Exercise instructions >>
In the mailing-list post below about window evaluation order, how many sorts does the author say are now performed for case #1?

Todo: Teach planner to evaluate multiple windows in the optimal order

From: Ankit Kumar Pandey <itsankitkp(at)gmail(dot)com>
To: pghackers <pgsql-hackers(at)lists(dot)postgresql(dot)org>, David Rowley <dgrowleyml(at)gmail(dot)com>
Subject: Todo: Teach planner to evaluate multiple windows in the optimal order
Date: 2022-12-25 13:04:38
Message-ID: 83d80853-a45c-d85c-68eb-59acfe7fb5fb@gmail.com
Views: Raw Message | Whole Thread | Download mbox | Resend email
Thread:
Lists: pgsql-hackers

Hi,

While looking at one of the todo item in Window function, namely:

/Teach planner to evaluate multiple windows in the optimal order
Currently windows are always evaluated in the query-specified order./

From threads, relevant points.

Point #1

> In the above query Oracle 10g performs 2 sorts, DB2 and Sybase perform 3
> sorts. We also perform 3.
and Point #2
> Teach planner to decide which window to evaluate first based on costs.
> Currently the first window in the query is evaluated first, there may
> be no
> index to help sort the first window, but perhaps there are for other
> windows
> in the query. This may allow an index scan instead of a seqscan -> sort.
Repro:

select pg_catalog.version();

/version //
//----------------------------------------------------------------------------------------------------//
// PostgreSQL 16devel on x86_64-pc-linux-gnu, compiled by gcc (Ubuntu
12.2.0-3ubuntu1) 12.2.0, 64-bit//
//(1 row)/

create table empsalary(depname text, empno int, salary int);
insert into empsalary values (select substr(md5(random()::text), 0, 25),
generate_series(1,10), generate_series(10000,12000));

explain SELECT depname, SUM(salary) OVER (ORDER BY salary), SUM(salary)
OVER (ORDER BY empno) FROM empsalary ORDER BY salary;

/                                      QUERY PLAN //
//--------------------------------------------------------------------------------------//
// WindowAgg  (cost=289.47..324.48 rows=2001 width=49)//
//   ->  Sort  (cost=289.47..294.47 rows=2001 width=41)//
//         Sort Key: salary//
//         ->  WindowAgg  (cost=144.73..179.75 rows=2001 width=41)//
//               ->  Sort  (cost=144.73..149.73 rows=2001 width=33)//
//                     Sort Key: empno//
//                     ->  Seq Scan on empsalary (cost=0.00..35.01
rows=2001 width=33)//
//(7 rows)/

As it is seen, for case #1, issue looks like resolved and only 2 sorts
are performed.

For #2, index col ordering is changed.

Collected data entries:
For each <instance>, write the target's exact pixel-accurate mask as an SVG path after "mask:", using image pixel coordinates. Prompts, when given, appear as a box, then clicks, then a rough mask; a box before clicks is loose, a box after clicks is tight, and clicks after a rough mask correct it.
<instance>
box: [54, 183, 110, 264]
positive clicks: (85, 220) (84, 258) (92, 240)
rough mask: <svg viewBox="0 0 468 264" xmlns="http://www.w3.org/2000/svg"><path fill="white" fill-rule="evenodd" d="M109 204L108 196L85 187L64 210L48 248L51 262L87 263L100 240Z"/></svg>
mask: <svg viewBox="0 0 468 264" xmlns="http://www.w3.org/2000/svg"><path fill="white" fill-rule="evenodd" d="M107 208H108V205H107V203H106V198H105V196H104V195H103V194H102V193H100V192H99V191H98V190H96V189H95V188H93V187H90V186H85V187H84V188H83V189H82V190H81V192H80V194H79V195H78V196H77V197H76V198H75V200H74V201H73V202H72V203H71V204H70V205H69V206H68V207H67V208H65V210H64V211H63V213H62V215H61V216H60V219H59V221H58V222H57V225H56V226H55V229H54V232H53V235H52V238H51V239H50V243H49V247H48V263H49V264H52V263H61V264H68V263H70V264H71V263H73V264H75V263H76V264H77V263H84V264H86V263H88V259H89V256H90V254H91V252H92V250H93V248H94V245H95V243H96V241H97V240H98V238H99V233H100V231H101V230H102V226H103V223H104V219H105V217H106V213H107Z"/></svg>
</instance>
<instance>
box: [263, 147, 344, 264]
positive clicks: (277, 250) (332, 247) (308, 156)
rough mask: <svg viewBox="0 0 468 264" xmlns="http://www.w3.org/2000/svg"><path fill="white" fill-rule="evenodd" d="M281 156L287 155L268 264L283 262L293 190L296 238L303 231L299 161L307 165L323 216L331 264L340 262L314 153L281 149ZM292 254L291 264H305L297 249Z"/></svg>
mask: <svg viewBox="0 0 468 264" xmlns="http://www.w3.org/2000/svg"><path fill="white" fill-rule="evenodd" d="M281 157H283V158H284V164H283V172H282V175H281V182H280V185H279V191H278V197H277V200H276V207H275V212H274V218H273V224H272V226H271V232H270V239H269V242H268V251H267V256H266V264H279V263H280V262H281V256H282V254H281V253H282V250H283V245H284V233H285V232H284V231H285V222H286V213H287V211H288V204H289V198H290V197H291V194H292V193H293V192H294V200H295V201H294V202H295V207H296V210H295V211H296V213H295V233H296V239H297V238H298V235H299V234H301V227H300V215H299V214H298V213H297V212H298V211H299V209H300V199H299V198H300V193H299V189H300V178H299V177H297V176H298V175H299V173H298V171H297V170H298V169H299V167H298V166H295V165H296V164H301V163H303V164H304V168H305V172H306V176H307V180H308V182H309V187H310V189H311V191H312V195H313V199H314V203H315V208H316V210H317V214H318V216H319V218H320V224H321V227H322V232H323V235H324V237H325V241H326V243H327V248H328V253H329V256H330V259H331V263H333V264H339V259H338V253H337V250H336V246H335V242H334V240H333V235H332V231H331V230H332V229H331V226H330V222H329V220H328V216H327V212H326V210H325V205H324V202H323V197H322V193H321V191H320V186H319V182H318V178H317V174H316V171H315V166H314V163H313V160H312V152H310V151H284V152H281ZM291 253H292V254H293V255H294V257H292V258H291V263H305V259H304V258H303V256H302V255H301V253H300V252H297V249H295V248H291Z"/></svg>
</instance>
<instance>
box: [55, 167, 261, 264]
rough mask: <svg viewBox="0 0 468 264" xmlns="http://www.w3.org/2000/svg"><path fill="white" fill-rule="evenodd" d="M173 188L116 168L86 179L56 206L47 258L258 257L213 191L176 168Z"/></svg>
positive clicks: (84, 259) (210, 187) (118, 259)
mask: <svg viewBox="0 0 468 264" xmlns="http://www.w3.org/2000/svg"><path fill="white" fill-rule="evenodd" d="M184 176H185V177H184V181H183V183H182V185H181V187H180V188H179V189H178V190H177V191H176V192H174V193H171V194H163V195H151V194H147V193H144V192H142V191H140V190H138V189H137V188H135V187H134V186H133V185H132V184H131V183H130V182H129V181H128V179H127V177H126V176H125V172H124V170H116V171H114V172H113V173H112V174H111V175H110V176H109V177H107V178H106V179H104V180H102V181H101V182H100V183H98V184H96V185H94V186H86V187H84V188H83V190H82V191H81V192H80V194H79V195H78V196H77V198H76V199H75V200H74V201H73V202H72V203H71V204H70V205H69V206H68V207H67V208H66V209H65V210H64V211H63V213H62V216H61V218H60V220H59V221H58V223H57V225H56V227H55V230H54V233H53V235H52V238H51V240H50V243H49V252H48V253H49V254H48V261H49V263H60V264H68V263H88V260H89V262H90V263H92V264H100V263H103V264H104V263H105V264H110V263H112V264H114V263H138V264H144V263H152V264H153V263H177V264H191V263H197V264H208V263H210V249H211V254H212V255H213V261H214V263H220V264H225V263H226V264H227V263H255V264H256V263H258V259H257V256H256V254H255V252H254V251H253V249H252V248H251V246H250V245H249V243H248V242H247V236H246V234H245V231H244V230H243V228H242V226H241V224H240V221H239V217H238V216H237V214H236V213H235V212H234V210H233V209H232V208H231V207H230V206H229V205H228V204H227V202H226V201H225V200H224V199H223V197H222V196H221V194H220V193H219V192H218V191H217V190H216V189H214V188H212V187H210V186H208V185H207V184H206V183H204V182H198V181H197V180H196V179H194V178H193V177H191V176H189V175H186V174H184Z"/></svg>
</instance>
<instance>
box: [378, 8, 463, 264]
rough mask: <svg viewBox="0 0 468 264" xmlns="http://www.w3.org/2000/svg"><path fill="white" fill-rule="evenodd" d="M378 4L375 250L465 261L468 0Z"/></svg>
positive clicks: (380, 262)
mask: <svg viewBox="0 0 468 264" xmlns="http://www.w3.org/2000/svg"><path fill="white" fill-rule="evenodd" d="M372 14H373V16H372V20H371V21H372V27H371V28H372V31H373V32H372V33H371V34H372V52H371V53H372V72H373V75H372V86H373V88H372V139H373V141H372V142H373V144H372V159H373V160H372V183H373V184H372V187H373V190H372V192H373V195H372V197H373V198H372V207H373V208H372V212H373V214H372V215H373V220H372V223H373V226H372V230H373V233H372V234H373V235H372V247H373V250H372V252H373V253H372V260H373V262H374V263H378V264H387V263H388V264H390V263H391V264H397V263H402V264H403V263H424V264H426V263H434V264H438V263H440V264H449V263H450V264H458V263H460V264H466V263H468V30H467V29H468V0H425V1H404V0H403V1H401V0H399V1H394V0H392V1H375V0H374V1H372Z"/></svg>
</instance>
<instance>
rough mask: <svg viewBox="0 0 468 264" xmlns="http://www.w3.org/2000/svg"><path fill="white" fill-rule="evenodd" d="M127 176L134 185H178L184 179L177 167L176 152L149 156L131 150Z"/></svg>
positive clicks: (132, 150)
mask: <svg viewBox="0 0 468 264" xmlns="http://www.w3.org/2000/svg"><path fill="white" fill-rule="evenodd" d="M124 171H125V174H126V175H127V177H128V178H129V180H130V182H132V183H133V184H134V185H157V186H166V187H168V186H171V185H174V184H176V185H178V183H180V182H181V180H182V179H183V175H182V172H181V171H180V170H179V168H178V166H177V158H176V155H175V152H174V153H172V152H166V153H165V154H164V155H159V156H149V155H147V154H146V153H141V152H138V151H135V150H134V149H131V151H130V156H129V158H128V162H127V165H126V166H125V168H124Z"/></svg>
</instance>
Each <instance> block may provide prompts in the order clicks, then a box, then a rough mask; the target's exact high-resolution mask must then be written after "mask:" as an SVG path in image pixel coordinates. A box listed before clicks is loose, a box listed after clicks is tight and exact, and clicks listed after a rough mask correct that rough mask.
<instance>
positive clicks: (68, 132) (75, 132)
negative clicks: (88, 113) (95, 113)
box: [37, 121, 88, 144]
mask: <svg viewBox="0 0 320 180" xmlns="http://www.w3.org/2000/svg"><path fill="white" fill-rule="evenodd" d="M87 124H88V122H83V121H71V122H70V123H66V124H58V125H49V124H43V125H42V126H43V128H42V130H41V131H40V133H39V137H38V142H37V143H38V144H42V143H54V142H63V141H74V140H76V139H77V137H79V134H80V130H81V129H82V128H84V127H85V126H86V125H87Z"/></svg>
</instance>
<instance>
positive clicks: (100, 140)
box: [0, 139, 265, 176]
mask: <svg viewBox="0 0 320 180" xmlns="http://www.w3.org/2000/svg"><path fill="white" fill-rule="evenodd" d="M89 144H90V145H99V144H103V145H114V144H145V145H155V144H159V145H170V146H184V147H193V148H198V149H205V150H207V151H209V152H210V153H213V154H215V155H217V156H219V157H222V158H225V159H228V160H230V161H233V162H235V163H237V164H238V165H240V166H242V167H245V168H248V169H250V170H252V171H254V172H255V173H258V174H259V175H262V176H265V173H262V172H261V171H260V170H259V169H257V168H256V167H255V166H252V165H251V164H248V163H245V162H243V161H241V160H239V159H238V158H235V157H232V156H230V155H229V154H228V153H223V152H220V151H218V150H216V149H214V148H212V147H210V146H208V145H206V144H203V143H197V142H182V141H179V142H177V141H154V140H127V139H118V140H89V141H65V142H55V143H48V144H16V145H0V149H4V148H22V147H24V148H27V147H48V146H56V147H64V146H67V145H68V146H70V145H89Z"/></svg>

Task solution >>
Only 2 sorts.